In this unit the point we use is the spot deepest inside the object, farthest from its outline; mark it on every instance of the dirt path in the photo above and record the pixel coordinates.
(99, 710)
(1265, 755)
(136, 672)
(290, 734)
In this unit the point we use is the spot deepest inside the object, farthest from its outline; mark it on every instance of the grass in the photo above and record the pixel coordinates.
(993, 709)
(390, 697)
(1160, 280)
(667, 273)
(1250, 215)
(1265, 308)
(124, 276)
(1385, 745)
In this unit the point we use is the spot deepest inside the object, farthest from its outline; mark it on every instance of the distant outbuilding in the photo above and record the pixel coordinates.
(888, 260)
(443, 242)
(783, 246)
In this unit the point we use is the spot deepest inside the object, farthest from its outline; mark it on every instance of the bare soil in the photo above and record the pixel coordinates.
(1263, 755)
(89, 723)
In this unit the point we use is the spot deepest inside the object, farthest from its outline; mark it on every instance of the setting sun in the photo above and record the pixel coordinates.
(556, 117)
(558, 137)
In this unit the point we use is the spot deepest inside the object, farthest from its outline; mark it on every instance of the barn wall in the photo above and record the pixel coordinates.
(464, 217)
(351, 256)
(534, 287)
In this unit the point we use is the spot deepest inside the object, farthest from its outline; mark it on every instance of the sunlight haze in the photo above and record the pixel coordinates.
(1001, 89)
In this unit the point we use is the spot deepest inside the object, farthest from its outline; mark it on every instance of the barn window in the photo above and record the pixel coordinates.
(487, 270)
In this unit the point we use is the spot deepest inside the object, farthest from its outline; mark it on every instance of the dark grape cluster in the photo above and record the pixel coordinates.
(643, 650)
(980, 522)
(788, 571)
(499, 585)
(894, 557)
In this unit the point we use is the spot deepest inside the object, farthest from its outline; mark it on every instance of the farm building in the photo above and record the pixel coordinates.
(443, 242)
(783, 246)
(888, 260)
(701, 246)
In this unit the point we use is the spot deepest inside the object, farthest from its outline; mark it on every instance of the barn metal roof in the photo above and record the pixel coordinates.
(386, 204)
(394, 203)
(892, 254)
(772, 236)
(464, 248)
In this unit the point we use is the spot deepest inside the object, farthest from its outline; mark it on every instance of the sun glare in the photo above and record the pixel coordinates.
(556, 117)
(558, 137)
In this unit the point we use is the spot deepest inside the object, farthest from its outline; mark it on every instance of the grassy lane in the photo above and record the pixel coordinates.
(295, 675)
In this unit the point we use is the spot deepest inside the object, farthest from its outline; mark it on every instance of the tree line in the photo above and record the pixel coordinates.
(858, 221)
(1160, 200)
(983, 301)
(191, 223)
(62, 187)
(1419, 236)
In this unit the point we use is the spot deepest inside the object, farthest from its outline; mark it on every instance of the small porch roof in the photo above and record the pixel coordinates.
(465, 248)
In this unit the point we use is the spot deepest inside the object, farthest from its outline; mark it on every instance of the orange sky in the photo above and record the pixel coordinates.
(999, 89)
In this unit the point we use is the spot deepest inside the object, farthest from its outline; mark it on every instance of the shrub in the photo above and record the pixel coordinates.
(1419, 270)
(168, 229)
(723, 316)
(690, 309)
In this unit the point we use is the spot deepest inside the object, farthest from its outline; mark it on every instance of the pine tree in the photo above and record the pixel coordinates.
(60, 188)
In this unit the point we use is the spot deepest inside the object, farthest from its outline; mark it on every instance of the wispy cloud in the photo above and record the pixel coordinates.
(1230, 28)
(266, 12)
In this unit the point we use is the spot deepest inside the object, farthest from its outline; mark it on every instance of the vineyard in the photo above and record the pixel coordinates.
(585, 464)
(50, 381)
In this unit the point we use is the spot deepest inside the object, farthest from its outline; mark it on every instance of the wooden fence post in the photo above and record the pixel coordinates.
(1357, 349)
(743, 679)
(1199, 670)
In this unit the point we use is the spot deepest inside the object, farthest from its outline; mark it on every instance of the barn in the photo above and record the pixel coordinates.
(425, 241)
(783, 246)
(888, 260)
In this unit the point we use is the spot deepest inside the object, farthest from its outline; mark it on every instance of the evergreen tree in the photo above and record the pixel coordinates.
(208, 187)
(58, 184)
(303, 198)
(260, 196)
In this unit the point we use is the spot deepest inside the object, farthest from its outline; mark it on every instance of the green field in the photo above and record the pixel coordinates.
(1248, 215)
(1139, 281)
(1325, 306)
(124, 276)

# [What you have to do]
Each record must be output word for word.

# [Output for this exercise]
In this unit the point we use is the spot deepest inside the object, farthest from its outline; mark it on every instance of the dirt path in the photo above and record the pixel coordinates.
(99, 710)
(1265, 755)
(136, 672)
(290, 734)
In this unit the point we use is the spot deepest inside the object, farthest from its outline; mark it on every instance of the grass in the photo above and record the pixel coordinates.
(993, 709)
(390, 697)
(1160, 280)
(667, 273)
(1250, 215)
(1265, 308)
(124, 276)
(1385, 745)
In this unit the point we use is the spot deepest inside the object, farthest from its outline; mark it on every instance of the distant outbuilding in the photo above and record the pixel coordinates.
(888, 260)
(443, 242)
(783, 246)
In this unit the point we use is the spot deepest inside the object, farthest from its outline; mark it on every instance of the bare soil in the photo above and record the pixel coordinates.
(1263, 755)
(89, 723)
In this unit the point we use is the spot deepest inside the object, farthest from its outline; mark it on every instance of the setting sun in the photo above and record the pixel coordinates.
(556, 117)
(558, 137)
In this unit the point we use is the spot deepest inside the object, farthest from its outline; mark it on every instance of the barn wall in the photo above and record the pixel coordinates.
(464, 217)
(351, 256)
(534, 287)
In this unit the point we use is the spot deepest inside the object, farthest from its outline; mark it on every instance of the sunlight haze in the photo above and record the pixel coordinates.
(1001, 89)
In this unit the point we use is the spot deepest inside the object, farthest from its outline; mark it on every instance of the barn window in the photo above and record the pixel coordinates.
(487, 270)
In this unit the point we use is the spot deepest inside the object, farthest from its outline; mark it on every instance of the dark grape cluster in the photo above and record the pixel coordinates.
(643, 650)
(980, 522)
(788, 571)
(499, 585)
(894, 557)
In this unit the point we use is the spot deepest inside the object, farthest from its outline; mark it on every instance of the farm building in the photo above and record the pixel coordinates.
(443, 242)
(783, 246)
(888, 260)
(701, 246)
In this unit the point we use is the spot deepest inside the object, farthest from its outline; mark it on every instance of the barn metal roof in the photo above and record the pixel coordinates.
(386, 204)
(394, 203)
(892, 254)
(772, 236)
(464, 248)
In this unit the point we use is the spot deepest inside the object, farthest from its outline; mark it on every instance of the sun glare in the photo above and record the pixel coordinates.
(556, 117)
(558, 137)
In this unit the point we use is the spot deepest inside the object, farthest from its outline; mark it on every instance of the grassy lane in the photo above and record the pixel coordinates.
(295, 675)
In this unit the point we use is the spot deepest inside the object, farthest from its outline; mark it on every instance of the tree line in the photo above and record the pixel coordinates.
(858, 221)
(1160, 200)
(983, 301)
(191, 223)
(62, 187)
(1419, 236)
In this unit the point we use is the spot deepest inside the object, farthest from its outline; mark it on every instance of the small porch roof in the photo above and record the pixel coordinates.
(465, 248)
In this unit the point we use is the spot deepest inside the object, farthest from its outline; mark it on every instance of the orange sky in the photo above and record the pixel coordinates.
(999, 89)
In this unit the point we use is the spot deepest inside the object, farthest from its outline; mark it on every instance of the shrub in the photo above and record the pixel coordinates.
(1419, 270)
(168, 229)
(723, 316)
(690, 309)
In this unit the point we use is the spot deepest inside the object, farthest from its outline; mark it on every instance of the pine tree in the photo above and record the pixel coordinates.
(60, 188)
In this unit the point we use is the spot deepest inside the object, farthest from its outline; mark it on every instance of the wispy cloud in the photo above and record the pixel coordinates.
(1230, 28)
(266, 12)
In this unit the point we use is the spot deepest inside the object, farthest from its outline; mark it on every instance of the vineyard in the photo above and record the pixel coordinates.
(585, 464)
(50, 381)
In this unit the point we use is the spot deepest inside the object, farthest from its outline; mark it on every instance of the wooden fence post in the photo above and record the pixel coordinates.
(1357, 349)
(743, 679)
(1199, 670)
In this unit the point we use is the spot deepest inside the object, farthest from its outline; mark it on every instance of the barn in the photo above and record the pixel coordinates.
(425, 241)
(783, 246)
(888, 260)
In this unit the point we use is the spot deepest inside the object, farthest from its outline; mark it on every instance of the evergreen tree in the photo above and record the pixel coordinates.
(208, 187)
(58, 184)
(303, 198)
(260, 196)
In this unit the point we use is the spot deepest inside the object, farthest from its outline; mark it on every instance of the green field in the photo above and record the pixel coordinates.
(1248, 215)
(1139, 281)
(1325, 306)
(124, 276)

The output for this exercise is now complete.